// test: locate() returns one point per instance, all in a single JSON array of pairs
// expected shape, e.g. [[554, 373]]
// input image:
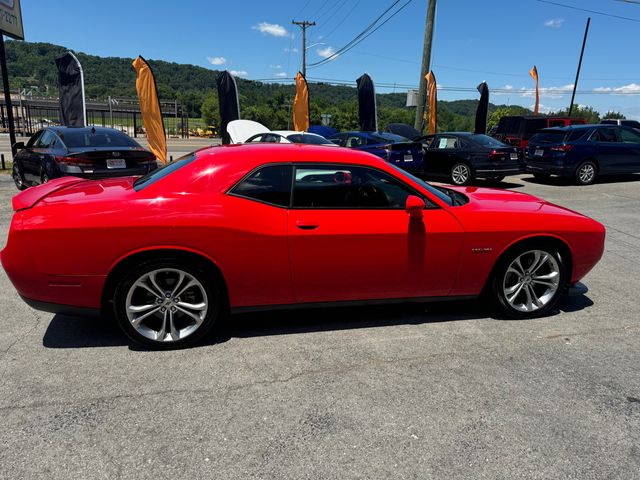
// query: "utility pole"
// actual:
[[575, 84], [304, 25], [426, 63]]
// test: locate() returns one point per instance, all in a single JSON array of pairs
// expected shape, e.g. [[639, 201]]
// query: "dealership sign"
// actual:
[[11, 19]]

### YOUR TASK
Reproduce the records above line for line, leaving out the pictures.

### WRITTEN SOLUTION
// test: locate() returns one point per instance, all in a single JSON array of pairs
// expected shape, e.g. [[554, 373]]
// input image:
// query: "utility pole"
// actual:
[[575, 84], [304, 25], [426, 63]]
// test: locate() returns one point per instance, all in a single JSON array of pairs
// expected shape, e.g. [[639, 201]]
// query: "dealership sign"
// actual:
[[11, 19]]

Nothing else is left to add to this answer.